**Exercise passage:**
_ _ _ _ _ _ _

In our cross-sectional analysis of the large population-based sample, we observed that higher consumption of SSB was associated with poorer performance on executive function and high risk of executive dysfunction in children. The association between SSB consumption and executive function remained robust after adjustment for a wide range of covariates including sociodemographic factors, lifestyles, and diets.
In this large sample of nearly 6000 school children, about two-thirds of children reported consuming SSB, which was comparable with the study conducted among American children [31
]. To our knowledge, there were a few studies examining the association between SSB consumption and executive function in children, and these studies yielded inconsistent observations [24
]. For example, in agreement with the current results, a population-based cohort study of 1234 children in the US reported that each additional SSB serving consumed per day in early childhood was associated with a 2.4-point decrease in verbal intelligence evaluated by Kaufman Brief Intelligence Test at mid-childhood [25
]. In another study conducted in Kuwait among 1370 adolescents aged 11–16 years, consumption of soft sugar drinks was inversely associated with non-verbal intelligence assessed by Raven’s Standard Progressive Matrices [24
]. In contrast, an earlier meta-analysis that pooled 16 interventions found no overall association between sugar and glucose with cognition, although the control group in the concluded studies were administrated artificial sweeteners [27
]. Similarly, in a recent study of 868 school children aged 8 to 10 years in the US, there was no significant association between SSB consumption and cognitive or academic outcomes including working memory, inhibitory control, mathematics, or English language arts score [26
]. There were several differences between the described studies that could explain the inconsistent findings. These included the heterogeneity in study population (e.g., age, genetic background, and lifestyles), methods in quantifying SSB consumption as well as the instruments of executive function measurement. The findings of our study combining the studies mentioned above support the negative association between SSB consumption and executive function among children.
The biological mechanism underlying the relationship between SSB consumption and executive function are yet to be established. Increases in inflammation and oxidative stress, as well as decreases in neurotrophins, are the most plausible pathways proposed by previous studies [21
]. Specifically, evidence from an animal study demonstrated that rats fed with sucrose-fructose drinks had increased mediators of inflammation in the dorsal hippocampus including IL-6 and IL-1β [21
]. Rats exposed to a fructose-sweetened solution also displayed an increased level of oxidative stress and advanced glycation end products as well as decreased antioxidant enzymes in the frontal cortex [22
]. Moreover, studies on rodent models have evidenced that fructose administration in rats was associated with a reduction in the hippocampal brain-derived neurotrophic factor, a protein that supports synaptic plasticity and circuit information [32
]. These intermediators subsequently affect the executive function.
This study had several potential limitations. First, the cross-sectional study design cannot be used to infer the causality of SSB consumption and executive function, prospective cohort study or randomized controlled study in the future would be need to establish that level of causality inference. Second, recall bias and information bias from assessment of SSB consumption, parent-rated executive function, and questionnaire-based sociodemographic factors might be evitable. Third, SSB consumption was self-reported, and we did not objectively measure the concentrations of such exposure. Fourth, we did not measure other sources of sugar, and therefore intake of foods high in sugar could not be accounted for. Fifth, though a wide range of covariates were carefully adjusted in the model, residual confounding caused by unavailable data, such as parental mental health status, could exist.

_ _ _ _ _ _ _

**Questions to answer:**
a) Reproduce, word for word, the stretch from "In our cross-sectional" through "lifestyles, and diets." in the passage on SSB consumption and executive function.
b) Summarize the passage on SSB consumption and executive function in two sentences.
c) Answer these questions from the passage on SSB consumption and executive function:
(i) Roughly how many school children made up the sample?
(ii) Which instrument assessed non-verbal intelligence in the study conducted in Kuwait?
(iii) What unavailable data does the passage name as an example of possible residual confounding?

**Data:**
_ _ _ _ _ _ _

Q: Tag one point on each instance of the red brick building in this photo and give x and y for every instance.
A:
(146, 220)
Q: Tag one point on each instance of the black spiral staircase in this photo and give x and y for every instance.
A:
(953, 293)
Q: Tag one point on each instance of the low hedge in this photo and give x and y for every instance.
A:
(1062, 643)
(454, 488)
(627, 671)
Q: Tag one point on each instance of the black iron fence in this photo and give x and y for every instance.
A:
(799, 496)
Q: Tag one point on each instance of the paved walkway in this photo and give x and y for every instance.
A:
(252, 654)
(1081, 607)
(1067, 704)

_ _ _ _ _ _ _

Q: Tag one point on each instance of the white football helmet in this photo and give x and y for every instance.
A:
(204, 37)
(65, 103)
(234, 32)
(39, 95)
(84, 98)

_ _ _ _ _ _ _

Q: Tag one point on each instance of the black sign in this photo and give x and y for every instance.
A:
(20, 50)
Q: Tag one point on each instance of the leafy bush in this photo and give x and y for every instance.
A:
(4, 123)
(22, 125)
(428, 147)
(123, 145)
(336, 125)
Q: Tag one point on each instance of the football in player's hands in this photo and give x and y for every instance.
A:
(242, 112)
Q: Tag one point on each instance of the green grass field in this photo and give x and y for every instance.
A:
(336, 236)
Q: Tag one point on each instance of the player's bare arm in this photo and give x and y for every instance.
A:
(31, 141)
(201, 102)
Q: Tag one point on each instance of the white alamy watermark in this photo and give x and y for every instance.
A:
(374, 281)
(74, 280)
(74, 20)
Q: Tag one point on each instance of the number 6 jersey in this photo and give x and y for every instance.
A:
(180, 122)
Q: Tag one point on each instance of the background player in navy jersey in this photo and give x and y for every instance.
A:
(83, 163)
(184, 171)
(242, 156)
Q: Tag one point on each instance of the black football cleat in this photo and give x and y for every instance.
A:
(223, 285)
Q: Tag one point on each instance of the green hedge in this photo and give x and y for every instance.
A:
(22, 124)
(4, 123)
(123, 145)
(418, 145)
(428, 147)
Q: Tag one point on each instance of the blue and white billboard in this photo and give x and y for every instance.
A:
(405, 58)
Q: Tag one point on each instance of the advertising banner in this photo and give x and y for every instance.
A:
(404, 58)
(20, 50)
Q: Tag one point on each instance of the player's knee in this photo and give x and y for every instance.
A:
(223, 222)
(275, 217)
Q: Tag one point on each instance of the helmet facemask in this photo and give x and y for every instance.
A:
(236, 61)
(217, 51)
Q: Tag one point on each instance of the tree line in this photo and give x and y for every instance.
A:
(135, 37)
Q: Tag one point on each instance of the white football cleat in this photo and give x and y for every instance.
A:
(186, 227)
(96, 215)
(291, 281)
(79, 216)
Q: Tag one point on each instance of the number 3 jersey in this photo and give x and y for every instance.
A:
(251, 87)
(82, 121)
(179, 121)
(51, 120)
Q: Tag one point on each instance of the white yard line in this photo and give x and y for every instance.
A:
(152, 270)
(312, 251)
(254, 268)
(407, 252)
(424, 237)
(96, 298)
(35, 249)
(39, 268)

_ _ _ _ _ _ _

**Responses per task:**
a)
In our cross-sectional analysis of the large population-based sample, we observed that higher consumption of SSB was associated with poorer performance on executive function and high risk of executive dysfunction in children. The association between SSB consumption and executive function remained robust after adjustment for a wide range of covariates including sociodemographic factors, lifestyles, and diets.

b) In a large cross-sectional sample of school children, higher SSB consumption was associated with poorer executive function and a higher risk of executive dysfunction, and this association held after adjustment for a wide range of covariates. Earlier studies on the question yielded inconsistent observations, the biological mechanism is yet to be established, and the study has several limitations, including a cross-sectional design that cannot be used to infer causality.

c)
(i) Nearly 6000.
(ii) Raven's Standard Progressive Matrices.
(iii) Parental mental health status.